>>>

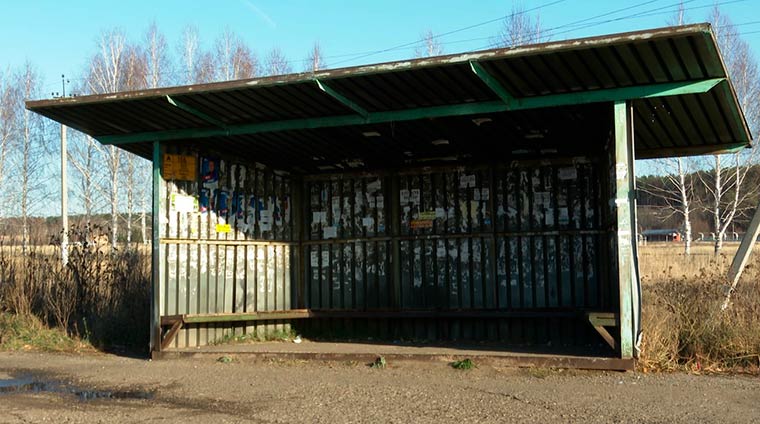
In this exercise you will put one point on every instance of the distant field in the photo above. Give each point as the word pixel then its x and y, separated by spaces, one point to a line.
pixel 668 259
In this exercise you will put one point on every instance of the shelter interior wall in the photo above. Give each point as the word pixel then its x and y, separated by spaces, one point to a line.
pixel 519 238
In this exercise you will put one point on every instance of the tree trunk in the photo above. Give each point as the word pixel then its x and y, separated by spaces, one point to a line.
pixel 685 209
pixel 716 206
pixel 114 194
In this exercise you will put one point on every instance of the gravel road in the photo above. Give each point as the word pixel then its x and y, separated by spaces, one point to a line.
pixel 278 391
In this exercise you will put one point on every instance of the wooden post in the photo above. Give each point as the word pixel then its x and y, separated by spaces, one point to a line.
pixel 742 255
pixel 624 197
pixel 155 321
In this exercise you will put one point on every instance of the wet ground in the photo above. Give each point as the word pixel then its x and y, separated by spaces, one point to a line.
pixel 108 389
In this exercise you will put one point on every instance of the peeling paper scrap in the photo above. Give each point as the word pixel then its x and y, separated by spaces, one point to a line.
pixel 374 186
pixel 415 197
pixel 564 218
pixel 621 171
pixel 330 232
pixel 568 173
pixel 404 196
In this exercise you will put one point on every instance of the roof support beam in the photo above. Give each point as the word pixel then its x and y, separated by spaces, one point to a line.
pixel 342 99
pixel 577 98
pixel 198 114
pixel 492 83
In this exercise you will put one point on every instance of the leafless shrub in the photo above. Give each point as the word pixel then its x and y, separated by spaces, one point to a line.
pixel 684 326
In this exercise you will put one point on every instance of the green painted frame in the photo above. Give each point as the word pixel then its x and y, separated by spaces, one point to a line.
pixel 554 100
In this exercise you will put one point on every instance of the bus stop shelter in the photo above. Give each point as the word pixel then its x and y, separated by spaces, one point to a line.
pixel 483 196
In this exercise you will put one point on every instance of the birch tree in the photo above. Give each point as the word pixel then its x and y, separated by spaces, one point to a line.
pixel 277 63
pixel 727 185
pixel 31 158
pixel 677 193
pixel 519 28
pixel 315 59
pixel 9 97
pixel 136 74
pixel 429 45
pixel 188 50
pixel 106 75
pixel 82 155
pixel 234 59
pixel 157 66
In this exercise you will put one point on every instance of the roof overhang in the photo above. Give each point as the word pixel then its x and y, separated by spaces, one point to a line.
pixel 544 97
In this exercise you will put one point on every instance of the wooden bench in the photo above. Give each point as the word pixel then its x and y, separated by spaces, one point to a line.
pixel 174 323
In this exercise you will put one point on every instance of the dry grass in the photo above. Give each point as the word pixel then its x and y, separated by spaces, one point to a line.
pixel 684 327
pixel 101 297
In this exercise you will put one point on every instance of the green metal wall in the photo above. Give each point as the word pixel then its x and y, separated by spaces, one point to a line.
pixel 244 270
pixel 514 252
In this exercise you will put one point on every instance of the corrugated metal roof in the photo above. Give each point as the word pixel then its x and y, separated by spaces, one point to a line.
pixel 544 97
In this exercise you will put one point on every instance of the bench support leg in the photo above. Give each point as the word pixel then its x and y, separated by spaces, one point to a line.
pixel 169 336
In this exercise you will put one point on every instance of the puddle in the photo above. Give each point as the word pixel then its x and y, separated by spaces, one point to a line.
pixel 32 385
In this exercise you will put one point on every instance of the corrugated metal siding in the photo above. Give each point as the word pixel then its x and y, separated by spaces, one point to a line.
pixel 247 269
pixel 663 125
pixel 524 239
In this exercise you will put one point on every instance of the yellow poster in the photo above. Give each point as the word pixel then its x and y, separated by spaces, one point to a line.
pixel 180 167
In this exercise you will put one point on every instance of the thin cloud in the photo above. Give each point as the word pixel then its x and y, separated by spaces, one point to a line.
pixel 264 17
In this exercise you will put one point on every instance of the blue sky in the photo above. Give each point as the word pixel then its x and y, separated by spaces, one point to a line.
pixel 58 37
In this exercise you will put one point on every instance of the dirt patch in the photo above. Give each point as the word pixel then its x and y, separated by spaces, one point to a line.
pixel 280 391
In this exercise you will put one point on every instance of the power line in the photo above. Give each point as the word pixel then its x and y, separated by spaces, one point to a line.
pixel 552 32
pixel 372 53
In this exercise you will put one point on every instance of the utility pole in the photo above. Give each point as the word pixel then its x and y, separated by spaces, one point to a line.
pixel 64 189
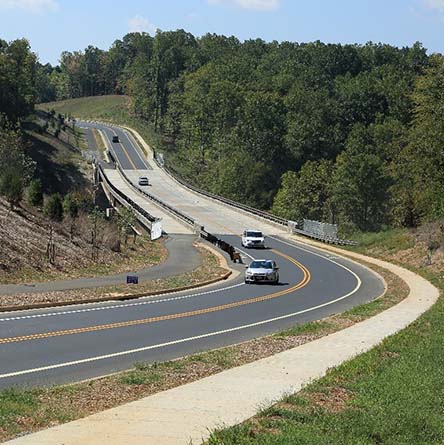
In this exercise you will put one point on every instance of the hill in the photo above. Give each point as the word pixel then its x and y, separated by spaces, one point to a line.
pixel 100 107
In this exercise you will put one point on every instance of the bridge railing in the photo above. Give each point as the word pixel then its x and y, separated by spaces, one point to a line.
pixel 146 219
pixel 177 213
pixel 250 210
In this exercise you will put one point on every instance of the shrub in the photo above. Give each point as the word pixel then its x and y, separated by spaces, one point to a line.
pixel 54 207
pixel 35 193
pixel 71 206
pixel 11 187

<<<

▶ _Challenge_: Please reproduce all of the records above word for word, leaving the pictures out.

▶ _Answer to this exercise_:
In this exercise you will put one point on every instance of the distant field in the photo above. Give each point as the word pixel then its x and y, separated by spaces, one point to a line.
pixel 668 259
In this exercise you will put one point on every instance of the shelter interior wall in the photo above. Give each point as the word pixel then its x and y, separated by spaces, one point to a line.
pixel 519 238
In this exercise you will put one point on every instance of the tree trunk in the photo above. Give each point as the word pixel then its x and y, separated by spaces, one point to a line.
pixel 685 209
pixel 716 206
pixel 114 194
In this exercise you will put one point on every instance of the gravel road in the photo above. Give each point as the word pixel then its x and y, separated by spaces, one point to a line.
pixel 278 391
In this exercise you will put one point on every instance of the wooden post in the photo above. Give each point as the word pixel then its x and y, separated by spaces, one point to a line.
pixel 742 255
pixel 624 197
pixel 155 321
In this exercise you will put one point on every instance of the wet ground in the photo above. Give each point as the word pixel then its x and y, separated by spaces, one point to a line.
pixel 108 389
In this exercise you will put one point on every instance of the peeling paper scrap in the photo above. Give each point as the word pixel then its x and y, separated by spaces, one point to a line.
pixel 374 186
pixel 415 197
pixel 564 218
pixel 621 171
pixel 330 232
pixel 568 173
pixel 404 196
In this exercise you will put one point on every instance of the roof support beam in the photo above. Give each point as the word pixel then its x and y, separated by spaces, one point to a line.
pixel 342 99
pixel 577 98
pixel 198 114
pixel 492 83
In this exercise you will put one point on every instance of the leafless shrub in the photo above. Give each point as the word pixel then its x and y, separated by spaces, one point to a line.
pixel 684 326
In this exercise you will put one point on every instance of the green painted frame in the photo above. Give each point as the word pixel then its x and y, separated by spaces, one point to a line.
pixel 554 100
In this exercise you will put one point on every instance of the bus stop shelter in the photo above. Give each point as the word pixel then its x and y, separated by spaces, one point to a line.
pixel 483 196
In this exercise you will put one point on every instance of the birch tree in the photo above. Give each point as the word pixel then its x and y, separated by spaces, one point to a line.
pixel 277 63
pixel 727 185
pixel 31 158
pixel 677 193
pixel 519 28
pixel 315 59
pixel 9 97
pixel 136 74
pixel 429 45
pixel 188 50
pixel 106 75
pixel 82 155
pixel 234 59
pixel 157 66
In this exercise you will put one point on every instance of the roof overhang in the photo above. Give each point as the word pixel then its x and y, separated by spaces, one point to a line.
pixel 544 97
In this exercise you will put one point on every instance of the wooden bench in the photo above. Give each point as the word pixel then its x and y, separated by spaces, one point to a line.
pixel 174 323
In this exercise you will put one point on every instance of the dry grass in the photo above. Give each point as the word pixel then its x and y, separated by spaces, one point to a line.
pixel 684 327
pixel 101 297
In this exercise you will put one point on every instance of the green metal wall in the photo above. Give each point as the word pixel then its x and y, separated by spaces, one point to a line.
pixel 244 270
pixel 514 252
In this exercise you will put one point on every instance of the corrugated metal roof in the photo above. Give each point as the word pixel then its x and y, separated by spaces, one point to a line.
pixel 544 97
In this exercise you will put one point on every instance of the bench support leg in the photo above. Give each point as the word pixel then its x and y, separated by spaces, one point to a line.
pixel 169 336
In this exercise you will put one point on every instance of the puddle in the photo above. Give each point as the word pixel then its x and y, separated by spaces, one point to a line.
pixel 32 385
In this exercise you will put one point on every instance of the corrugated metal siding in the photo above. Give each point as the word pixel then its x and y, separated by spaces, one point to a line.
pixel 247 269
pixel 663 125
pixel 524 239
In this exercise you will put one point on every instance of the yellow poster in the photo above. Give each point as the word pixel then its x and y, separated by spaces, one point to a line.
pixel 180 167
In this exercise you will put one point on every instance of the thin cloud in the photo above. Give each point as the word pixel then its x and y, separated by spaces, one point to a line.
pixel 264 17
In this exercise you will put one point on every instance of the blue sky in the photo above. Give each point as the word pixel then its x and y, separated by spaces, one point to a line.
pixel 58 37
In this exercise you will put one point on every instance of the dirt patch in the photo above. Give each point as the word pixel then its x and y, separated by spaces, one point to a line.
pixel 280 391
In this exercise you will put one point on every instance of the power line in the photo above. Give each point as the word pixel then its x and y, separated by spaces, one point to a line.
pixel 552 32
pixel 372 53
In this exercise you will put one point on every instance of the utility pole in the photo above. Give each point as the word pixel then its x and y, separated by spaces, one point to a line.
pixel 64 189
In this exercise you will put one point on every instance of the hill in the photo above. Give each point as the word pixel then its x and y, separated by spaces, one point to a line.
pixel 100 107
In this exercise you will put one point on every instance of the bridge railing in the photo above. Give each point as the word pixel then its x and y, separated by spaces, one point to a line.
pixel 146 219
pixel 177 213
pixel 250 210
In this exercise you will put one point on every instance of the shrub in the photo above. Give each point as the word pixel then its x and y, separated by spaces, one point to a line.
pixel 54 207
pixel 35 193
pixel 71 206
pixel 11 187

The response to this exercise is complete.